Which lines of the records below contain the word "woman"? Find each one, treating uppercase and lowercase as different, and copy every matching line in full.

━━━━━ WORKING DATA

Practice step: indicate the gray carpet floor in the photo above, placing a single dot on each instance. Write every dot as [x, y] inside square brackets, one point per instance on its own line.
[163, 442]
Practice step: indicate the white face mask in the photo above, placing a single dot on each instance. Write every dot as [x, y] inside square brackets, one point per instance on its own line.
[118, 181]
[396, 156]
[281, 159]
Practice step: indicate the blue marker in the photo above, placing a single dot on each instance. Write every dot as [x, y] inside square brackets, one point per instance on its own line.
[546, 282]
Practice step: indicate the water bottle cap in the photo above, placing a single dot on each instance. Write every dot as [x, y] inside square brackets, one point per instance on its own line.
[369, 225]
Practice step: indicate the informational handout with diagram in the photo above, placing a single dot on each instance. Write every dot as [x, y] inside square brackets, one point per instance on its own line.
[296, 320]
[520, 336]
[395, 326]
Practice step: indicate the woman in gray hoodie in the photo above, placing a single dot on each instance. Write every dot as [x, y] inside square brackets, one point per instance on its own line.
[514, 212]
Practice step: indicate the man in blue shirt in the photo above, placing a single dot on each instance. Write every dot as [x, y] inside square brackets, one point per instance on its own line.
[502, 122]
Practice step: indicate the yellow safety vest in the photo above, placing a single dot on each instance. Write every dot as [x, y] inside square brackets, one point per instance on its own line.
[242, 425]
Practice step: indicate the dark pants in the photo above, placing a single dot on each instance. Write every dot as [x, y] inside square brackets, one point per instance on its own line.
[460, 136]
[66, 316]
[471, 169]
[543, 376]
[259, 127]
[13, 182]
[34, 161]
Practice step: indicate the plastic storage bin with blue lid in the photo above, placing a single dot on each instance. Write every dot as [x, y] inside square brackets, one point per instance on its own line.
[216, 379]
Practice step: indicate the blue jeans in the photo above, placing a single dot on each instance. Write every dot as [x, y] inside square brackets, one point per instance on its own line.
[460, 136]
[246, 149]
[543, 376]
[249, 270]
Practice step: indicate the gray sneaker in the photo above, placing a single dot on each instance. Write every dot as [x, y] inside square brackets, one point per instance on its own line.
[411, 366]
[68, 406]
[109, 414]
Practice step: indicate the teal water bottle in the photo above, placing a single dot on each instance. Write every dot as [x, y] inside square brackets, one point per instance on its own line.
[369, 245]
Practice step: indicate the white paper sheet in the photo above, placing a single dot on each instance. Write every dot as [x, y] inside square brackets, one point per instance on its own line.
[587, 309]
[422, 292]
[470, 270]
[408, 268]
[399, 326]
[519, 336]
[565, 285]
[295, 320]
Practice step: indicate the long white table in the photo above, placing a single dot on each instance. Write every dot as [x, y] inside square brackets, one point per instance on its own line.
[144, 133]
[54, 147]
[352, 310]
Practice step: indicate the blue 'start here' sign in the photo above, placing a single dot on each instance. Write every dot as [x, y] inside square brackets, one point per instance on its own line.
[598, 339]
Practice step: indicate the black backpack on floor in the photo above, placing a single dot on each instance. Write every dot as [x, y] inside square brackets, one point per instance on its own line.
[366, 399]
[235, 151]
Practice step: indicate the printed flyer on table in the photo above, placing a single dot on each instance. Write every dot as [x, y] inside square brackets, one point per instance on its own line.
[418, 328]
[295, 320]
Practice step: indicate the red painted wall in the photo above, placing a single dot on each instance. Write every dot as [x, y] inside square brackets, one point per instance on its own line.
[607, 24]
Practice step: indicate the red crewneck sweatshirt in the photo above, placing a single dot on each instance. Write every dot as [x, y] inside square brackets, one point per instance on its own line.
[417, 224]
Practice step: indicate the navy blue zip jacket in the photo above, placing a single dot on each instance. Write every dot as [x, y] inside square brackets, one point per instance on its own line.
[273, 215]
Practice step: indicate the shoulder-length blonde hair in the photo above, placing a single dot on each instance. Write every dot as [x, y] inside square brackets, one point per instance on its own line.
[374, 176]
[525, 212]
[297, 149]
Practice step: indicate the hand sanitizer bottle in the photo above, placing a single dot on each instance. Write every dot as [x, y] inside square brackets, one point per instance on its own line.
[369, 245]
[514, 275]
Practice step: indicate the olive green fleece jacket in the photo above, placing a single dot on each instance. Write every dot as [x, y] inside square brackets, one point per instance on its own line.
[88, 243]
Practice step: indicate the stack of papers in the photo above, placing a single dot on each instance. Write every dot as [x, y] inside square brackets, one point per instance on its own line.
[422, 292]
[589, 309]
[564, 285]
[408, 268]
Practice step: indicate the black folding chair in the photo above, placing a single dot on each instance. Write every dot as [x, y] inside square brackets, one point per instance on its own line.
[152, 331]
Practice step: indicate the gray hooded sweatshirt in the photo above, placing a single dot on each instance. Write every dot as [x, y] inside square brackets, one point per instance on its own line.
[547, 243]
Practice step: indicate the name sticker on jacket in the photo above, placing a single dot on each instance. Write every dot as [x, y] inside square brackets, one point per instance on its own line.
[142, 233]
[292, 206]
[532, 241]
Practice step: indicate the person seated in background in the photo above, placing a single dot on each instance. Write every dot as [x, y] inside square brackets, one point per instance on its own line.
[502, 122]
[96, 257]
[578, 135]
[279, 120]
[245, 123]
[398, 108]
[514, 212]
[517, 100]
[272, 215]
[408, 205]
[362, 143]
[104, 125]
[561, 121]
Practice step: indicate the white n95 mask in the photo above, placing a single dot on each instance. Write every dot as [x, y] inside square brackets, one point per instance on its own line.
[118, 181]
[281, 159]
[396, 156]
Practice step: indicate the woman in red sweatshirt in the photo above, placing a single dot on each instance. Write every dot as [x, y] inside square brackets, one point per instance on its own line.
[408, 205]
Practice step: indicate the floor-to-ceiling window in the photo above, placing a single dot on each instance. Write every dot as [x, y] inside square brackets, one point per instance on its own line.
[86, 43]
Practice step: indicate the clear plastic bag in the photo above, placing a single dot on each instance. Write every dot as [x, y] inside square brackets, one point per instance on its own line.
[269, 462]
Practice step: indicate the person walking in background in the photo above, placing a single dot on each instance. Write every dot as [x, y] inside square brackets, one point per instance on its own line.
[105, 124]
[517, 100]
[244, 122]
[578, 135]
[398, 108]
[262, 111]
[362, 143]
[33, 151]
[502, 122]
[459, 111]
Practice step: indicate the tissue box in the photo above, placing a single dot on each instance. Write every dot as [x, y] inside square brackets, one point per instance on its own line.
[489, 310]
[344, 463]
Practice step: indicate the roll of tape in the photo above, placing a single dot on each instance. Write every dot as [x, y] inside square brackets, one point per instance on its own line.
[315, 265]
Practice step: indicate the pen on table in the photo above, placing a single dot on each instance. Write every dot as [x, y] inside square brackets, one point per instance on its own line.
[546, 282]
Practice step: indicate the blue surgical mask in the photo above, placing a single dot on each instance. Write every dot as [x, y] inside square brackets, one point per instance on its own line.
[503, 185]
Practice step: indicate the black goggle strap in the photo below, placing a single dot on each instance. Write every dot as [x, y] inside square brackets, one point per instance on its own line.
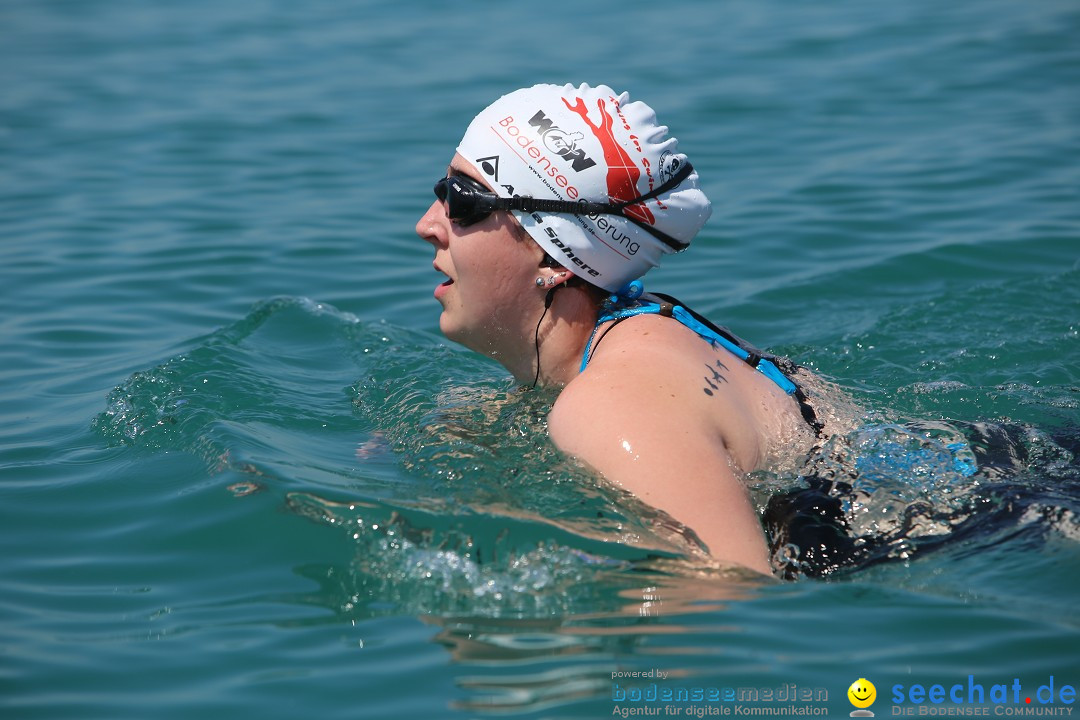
[478, 198]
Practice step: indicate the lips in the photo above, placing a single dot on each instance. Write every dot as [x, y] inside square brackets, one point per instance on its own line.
[441, 288]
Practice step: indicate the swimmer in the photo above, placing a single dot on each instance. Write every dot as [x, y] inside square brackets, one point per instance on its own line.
[556, 202]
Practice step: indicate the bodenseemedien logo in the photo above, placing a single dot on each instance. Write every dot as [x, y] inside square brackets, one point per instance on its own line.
[862, 693]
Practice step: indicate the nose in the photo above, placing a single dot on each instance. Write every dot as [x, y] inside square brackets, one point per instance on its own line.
[432, 225]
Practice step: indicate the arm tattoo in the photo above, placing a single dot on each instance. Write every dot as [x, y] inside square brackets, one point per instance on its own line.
[714, 377]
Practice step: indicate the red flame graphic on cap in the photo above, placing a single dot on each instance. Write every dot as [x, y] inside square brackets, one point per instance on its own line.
[622, 173]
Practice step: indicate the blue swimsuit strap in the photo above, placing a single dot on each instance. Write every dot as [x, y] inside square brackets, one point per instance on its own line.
[764, 365]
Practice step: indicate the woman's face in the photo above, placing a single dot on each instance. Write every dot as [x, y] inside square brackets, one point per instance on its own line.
[490, 294]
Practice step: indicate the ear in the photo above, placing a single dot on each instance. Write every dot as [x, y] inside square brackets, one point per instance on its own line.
[554, 276]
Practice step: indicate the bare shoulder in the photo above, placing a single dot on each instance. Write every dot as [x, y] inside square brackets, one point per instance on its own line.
[634, 417]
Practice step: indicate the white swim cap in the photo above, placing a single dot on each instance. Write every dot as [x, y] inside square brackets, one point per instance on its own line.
[589, 144]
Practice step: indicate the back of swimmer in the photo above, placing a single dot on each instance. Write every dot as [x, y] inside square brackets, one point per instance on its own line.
[558, 198]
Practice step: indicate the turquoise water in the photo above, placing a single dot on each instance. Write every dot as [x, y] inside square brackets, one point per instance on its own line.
[242, 475]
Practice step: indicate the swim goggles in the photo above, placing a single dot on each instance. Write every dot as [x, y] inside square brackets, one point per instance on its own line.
[469, 202]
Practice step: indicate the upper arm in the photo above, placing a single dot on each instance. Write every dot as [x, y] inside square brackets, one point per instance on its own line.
[642, 434]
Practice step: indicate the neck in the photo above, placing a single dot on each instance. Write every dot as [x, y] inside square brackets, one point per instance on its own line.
[562, 338]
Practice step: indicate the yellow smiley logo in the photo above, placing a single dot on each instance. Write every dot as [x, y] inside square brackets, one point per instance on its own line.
[862, 693]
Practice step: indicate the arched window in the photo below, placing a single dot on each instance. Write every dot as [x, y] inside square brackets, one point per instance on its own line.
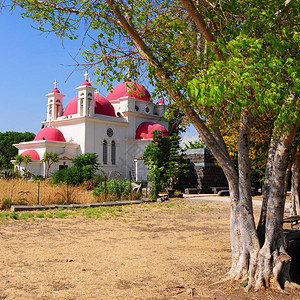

━━━━━━━━━━

▶ ANSWER TO THIS EXERCISE:
Practice step: indicate the woman in gray hoodie in the photo above, placing a single dot on each instance. Write every dot as [x, y] inside square brackets, one point per instance on its own line.
Practice step: indicate the woman in red sweatshirt in the photo above, placing a single dot on each instance. Write every dot as [x, y] inside square brackets, one point per instance on its own line.
Practice step: indicate the woman's face in the photo above, placing a single dot on each instance. Write every dot as [x, y] inside square brackets, one point per instance on its own line.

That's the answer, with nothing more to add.